Reply with every entry, repeated exactly as given.
>>>
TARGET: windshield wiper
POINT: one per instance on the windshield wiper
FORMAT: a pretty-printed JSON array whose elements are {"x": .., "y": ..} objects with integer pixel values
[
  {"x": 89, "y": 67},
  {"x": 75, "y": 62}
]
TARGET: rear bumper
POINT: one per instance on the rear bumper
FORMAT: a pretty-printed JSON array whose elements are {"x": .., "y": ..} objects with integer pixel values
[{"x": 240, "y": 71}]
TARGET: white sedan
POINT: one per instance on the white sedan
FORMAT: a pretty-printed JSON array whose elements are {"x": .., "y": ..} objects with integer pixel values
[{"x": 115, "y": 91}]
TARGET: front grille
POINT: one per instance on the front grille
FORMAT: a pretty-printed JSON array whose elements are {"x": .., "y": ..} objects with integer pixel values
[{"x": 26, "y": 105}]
<<<
• WRITTEN RESPONSE:
TARGET: windshield wiper
POINT: one per instance on the windshield wiper
FORMAT: a pretty-printed JSON array whose elements are {"x": .., "y": ..} objects with integer pixel values
[
  {"x": 89, "y": 67},
  {"x": 75, "y": 62}
]
TARGET: rear bumper
POINT: one per instance on the rear bumper
FORMAT: a pretty-printed JSON array whose elements are {"x": .., "y": ..} objects with integer pixel values
[{"x": 240, "y": 71}]
TARGET: white sedan
POINT: one per instance on the white sedan
FORMAT: a pretty-printed JSON array whose elements are {"x": .., "y": ..} objects with integer pixel values
[{"x": 115, "y": 91}]
TARGET: front grille
POINT: one per instance on the front grille
FORMAT: a pretty-printed JSON array whose elements are {"x": .., "y": ..} objects with integer pixel values
[{"x": 26, "y": 105}]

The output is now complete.